Please copy all the lines that follow, word for word.

<<<<

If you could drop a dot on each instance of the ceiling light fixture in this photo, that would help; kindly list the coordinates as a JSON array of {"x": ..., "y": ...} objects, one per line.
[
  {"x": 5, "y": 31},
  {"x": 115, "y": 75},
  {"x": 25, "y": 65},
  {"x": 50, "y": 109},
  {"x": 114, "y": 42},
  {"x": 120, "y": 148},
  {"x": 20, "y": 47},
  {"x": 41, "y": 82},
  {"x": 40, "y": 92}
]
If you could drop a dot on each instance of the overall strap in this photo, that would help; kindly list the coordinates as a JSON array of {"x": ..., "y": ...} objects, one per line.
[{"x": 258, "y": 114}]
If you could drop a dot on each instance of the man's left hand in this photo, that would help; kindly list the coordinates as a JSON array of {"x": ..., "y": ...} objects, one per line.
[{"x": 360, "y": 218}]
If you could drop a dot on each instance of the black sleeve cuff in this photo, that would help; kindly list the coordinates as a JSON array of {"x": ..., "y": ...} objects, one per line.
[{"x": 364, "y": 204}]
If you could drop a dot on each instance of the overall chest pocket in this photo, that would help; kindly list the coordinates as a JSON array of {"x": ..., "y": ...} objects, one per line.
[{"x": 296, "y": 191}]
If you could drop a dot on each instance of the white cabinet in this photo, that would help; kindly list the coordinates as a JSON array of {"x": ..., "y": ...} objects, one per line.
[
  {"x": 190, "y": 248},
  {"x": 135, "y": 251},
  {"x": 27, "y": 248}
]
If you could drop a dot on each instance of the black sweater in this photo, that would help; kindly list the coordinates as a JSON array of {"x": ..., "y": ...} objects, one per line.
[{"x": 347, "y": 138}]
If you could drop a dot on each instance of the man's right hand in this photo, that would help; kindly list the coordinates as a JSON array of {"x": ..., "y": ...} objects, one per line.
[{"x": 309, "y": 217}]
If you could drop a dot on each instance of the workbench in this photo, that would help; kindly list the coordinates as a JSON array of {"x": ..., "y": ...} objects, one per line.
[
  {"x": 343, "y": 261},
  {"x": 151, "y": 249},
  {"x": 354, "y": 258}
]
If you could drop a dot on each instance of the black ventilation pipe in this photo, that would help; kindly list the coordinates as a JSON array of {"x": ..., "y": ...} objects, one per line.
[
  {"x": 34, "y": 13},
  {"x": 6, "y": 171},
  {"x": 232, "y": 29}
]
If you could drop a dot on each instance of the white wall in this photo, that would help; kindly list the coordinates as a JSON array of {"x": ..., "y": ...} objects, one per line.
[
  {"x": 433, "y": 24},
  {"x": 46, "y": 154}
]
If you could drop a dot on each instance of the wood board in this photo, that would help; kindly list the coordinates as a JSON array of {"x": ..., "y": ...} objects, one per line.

>>>>

▶ _Task result_:
If you could drop a dot on each instance of the ceiling light fixture in this photo, that would help; kindly list the coordinates as a JSON array of {"x": ..., "y": ...} objects, one per line.
[
  {"x": 5, "y": 31},
  {"x": 115, "y": 75},
  {"x": 25, "y": 65},
  {"x": 50, "y": 109},
  {"x": 114, "y": 42},
  {"x": 120, "y": 148},
  {"x": 20, "y": 47},
  {"x": 41, "y": 82},
  {"x": 40, "y": 92}
]
If you could drop a dot on each instance of the overall strap in this photo, that would help; kindly list the coordinates as a JSON array of {"x": ..., "y": ...} objects, one per line.
[{"x": 258, "y": 114}]
If you could drop a dot on each instance of the man's left hand in this photo, that would help; kindly list the coordinates as a JSON array of {"x": ..., "y": ...} objects, one per line.
[{"x": 360, "y": 218}]
If you could drop a dot on each instance of the black sleeve cuff in this photo, that would help; kindly list the coordinates as a JSON array of {"x": ..., "y": ...} objects, one per line.
[{"x": 364, "y": 204}]
If you could drop a dot on each instance of the overall chest pocket in this photo, that would help; kindly list the coordinates as a JSON array of {"x": ..., "y": ...} objects, one per line.
[{"x": 296, "y": 191}]
If you could drop a dot on each instance of the white cabinet in this photo, that would help; kindly list the coordinates as a JSON array of {"x": ..., "y": ...} objects, one per line.
[
  {"x": 190, "y": 248},
  {"x": 135, "y": 251},
  {"x": 27, "y": 248}
]
If you could drop a dot on each instance of the black sweater in this photo, that would help; kindly list the coordinates as a JSON array of {"x": ..., "y": ...} objects, one per line.
[{"x": 347, "y": 138}]
If you could drop a dot on each instance of the man's right hand in this photo, that would help; kindly list the coordinates as a JSON array of {"x": ..., "y": ...} objects, one per line.
[{"x": 309, "y": 217}]
If you could drop a dot on each instance of the workbench in this photo, that would help; kindly list the coordinates as a JSON array of {"x": ..., "y": ...} objects, one per line.
[
  {"x": 343, "y": 261},
  {"x": 151, "y": 249},
  {"x": 354, "y": 258}
]
If you could drop a dot on each instance of the black ventilation pipe in this photo, that would help; kindly list the coordinates as a JSON array of {"x": ..., "y": ...} objects, one per line.
[
  {"x": 34, "y": 13},
  {"x": 6, "y": 171},
  {"x": 232, "y": 29}
]
If you could drop a dot on each instance of the white wall in this photo, that would help; kindly list the coordinates as a JSON array of {"x": ..., "y": ...} objects, one per line.
[
  {"x": 433, "y": 24},
  {"x": 46, "y": 154}
]
If you could drop a dot on each instance of the wood board in this photo, that would help; kindly list the coordinates as a JSON array of {"x": ..., "y": ...} objects, one per line.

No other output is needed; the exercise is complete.